§ EXERCISE AIM
Pull out every line in the records that contains the string "headlight", matching case exactly.

****

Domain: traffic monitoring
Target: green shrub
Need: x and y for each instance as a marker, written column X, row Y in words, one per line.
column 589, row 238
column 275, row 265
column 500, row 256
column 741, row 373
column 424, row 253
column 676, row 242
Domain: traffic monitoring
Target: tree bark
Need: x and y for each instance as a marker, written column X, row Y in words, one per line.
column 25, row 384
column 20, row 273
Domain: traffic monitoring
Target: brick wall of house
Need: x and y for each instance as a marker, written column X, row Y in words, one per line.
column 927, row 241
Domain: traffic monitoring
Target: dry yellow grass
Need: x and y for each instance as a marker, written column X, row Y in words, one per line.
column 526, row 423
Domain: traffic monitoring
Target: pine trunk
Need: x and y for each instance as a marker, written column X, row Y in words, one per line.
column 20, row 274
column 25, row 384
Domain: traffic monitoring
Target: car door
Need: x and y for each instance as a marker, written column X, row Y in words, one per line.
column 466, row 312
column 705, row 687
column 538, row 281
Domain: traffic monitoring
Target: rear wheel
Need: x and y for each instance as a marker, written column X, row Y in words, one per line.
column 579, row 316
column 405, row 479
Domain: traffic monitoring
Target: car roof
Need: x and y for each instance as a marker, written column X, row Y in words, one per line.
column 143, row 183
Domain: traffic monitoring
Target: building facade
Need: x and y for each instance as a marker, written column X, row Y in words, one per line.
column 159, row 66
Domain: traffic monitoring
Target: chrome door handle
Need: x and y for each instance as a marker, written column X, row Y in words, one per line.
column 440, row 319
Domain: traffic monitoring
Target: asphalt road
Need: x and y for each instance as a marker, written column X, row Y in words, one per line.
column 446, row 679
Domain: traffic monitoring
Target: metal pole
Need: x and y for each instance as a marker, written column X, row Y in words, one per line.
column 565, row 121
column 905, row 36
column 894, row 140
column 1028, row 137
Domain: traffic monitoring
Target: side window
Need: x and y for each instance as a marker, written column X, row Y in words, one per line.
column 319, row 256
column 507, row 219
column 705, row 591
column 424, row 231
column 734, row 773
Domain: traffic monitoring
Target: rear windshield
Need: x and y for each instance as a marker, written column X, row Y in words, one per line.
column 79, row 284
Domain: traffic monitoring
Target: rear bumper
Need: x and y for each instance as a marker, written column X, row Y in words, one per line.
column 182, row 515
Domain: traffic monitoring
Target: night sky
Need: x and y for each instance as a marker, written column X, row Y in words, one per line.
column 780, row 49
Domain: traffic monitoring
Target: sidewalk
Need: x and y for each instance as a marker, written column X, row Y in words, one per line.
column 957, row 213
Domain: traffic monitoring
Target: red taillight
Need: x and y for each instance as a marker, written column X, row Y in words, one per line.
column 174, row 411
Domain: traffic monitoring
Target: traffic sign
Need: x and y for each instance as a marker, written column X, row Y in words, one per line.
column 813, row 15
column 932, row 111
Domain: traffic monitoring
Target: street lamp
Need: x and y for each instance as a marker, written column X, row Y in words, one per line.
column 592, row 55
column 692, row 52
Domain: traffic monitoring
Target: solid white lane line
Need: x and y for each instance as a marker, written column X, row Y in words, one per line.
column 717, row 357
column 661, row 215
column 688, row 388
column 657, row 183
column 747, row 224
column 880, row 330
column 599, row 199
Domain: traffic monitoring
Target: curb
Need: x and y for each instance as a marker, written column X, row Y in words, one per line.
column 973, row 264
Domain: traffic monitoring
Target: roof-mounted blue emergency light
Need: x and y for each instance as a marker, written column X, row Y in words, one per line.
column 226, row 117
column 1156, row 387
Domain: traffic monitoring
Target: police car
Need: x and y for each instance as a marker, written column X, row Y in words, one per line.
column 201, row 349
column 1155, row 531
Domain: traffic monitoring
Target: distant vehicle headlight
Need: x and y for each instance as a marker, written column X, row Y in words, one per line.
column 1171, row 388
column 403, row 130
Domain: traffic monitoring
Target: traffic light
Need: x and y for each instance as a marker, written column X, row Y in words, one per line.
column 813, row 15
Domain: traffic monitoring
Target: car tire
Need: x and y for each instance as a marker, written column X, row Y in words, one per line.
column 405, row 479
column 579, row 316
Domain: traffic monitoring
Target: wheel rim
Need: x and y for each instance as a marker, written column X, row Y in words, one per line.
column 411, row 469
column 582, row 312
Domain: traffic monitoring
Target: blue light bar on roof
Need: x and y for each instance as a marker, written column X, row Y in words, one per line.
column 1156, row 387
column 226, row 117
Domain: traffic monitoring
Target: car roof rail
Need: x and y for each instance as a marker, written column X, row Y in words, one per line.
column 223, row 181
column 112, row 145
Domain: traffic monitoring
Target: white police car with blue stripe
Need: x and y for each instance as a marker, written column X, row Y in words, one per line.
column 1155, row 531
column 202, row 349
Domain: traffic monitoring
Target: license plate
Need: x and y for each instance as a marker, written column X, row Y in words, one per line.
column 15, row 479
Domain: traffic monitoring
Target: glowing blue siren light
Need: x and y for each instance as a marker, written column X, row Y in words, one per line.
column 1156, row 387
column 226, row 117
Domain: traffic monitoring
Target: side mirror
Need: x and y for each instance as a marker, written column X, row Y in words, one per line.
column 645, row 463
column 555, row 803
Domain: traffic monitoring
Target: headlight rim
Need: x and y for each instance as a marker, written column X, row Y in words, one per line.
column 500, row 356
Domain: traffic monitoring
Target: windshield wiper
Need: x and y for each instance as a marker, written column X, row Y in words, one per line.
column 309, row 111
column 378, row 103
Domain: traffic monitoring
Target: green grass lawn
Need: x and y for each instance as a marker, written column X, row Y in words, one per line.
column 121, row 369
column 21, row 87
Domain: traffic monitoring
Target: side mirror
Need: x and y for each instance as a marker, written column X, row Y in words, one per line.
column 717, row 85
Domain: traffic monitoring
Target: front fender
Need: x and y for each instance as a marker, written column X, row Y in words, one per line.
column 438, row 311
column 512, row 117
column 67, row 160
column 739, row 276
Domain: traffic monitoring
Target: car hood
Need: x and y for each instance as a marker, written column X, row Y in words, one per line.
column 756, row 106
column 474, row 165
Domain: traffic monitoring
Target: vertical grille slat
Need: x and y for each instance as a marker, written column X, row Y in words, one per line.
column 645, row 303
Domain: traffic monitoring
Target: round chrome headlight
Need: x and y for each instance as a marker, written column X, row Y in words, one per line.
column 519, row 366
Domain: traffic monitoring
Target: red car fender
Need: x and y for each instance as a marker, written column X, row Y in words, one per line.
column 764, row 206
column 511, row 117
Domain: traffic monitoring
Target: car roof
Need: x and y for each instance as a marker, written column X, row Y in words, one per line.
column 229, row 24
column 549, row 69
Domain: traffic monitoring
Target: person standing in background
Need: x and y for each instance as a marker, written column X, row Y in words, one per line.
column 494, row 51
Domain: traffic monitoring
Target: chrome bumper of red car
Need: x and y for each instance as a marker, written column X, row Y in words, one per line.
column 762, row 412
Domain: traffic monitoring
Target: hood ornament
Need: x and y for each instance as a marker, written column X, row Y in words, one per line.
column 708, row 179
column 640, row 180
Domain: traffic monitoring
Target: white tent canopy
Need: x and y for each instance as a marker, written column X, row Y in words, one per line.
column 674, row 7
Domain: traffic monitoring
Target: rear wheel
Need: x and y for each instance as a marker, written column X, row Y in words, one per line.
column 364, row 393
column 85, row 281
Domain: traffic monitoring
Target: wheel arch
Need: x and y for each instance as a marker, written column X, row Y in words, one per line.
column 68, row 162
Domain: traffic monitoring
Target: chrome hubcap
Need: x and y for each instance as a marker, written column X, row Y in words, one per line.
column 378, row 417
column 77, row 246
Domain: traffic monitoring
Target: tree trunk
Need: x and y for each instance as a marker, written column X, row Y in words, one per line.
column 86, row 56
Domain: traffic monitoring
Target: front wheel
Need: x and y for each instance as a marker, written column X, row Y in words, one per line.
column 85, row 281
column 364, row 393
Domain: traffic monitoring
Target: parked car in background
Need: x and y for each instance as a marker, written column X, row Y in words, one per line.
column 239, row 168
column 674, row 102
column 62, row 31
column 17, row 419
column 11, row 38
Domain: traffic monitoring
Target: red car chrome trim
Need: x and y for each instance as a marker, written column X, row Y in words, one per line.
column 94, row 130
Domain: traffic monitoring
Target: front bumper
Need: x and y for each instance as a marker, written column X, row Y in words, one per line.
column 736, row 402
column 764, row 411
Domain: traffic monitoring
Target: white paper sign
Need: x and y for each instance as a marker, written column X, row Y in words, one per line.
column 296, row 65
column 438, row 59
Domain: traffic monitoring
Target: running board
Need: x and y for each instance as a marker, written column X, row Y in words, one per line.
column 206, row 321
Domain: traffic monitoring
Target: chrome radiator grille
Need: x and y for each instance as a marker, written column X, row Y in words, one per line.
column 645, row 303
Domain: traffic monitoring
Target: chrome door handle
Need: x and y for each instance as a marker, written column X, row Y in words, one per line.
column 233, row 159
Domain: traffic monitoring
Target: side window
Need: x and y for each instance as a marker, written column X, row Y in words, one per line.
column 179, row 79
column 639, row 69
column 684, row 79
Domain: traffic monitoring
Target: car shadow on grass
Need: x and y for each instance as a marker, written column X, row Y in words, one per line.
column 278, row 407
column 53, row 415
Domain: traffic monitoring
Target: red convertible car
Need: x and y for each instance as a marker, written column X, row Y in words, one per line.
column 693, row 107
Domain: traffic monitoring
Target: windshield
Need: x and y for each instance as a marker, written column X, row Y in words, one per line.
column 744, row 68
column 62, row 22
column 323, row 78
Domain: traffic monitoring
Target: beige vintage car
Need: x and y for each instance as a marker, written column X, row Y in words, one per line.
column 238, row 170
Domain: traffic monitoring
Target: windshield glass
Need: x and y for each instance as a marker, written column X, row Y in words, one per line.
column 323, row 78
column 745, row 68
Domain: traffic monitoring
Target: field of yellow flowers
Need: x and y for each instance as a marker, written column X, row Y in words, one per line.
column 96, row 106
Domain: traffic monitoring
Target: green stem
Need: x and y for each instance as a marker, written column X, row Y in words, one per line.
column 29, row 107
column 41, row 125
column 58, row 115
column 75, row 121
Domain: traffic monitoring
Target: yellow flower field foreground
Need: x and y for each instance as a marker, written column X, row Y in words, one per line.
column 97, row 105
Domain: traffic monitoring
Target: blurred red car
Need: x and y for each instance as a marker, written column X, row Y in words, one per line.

****

§ ANSWER TO THIS TASK
Target: distant vehicle headlight
Target: headlight rim
Target: round chrome headlight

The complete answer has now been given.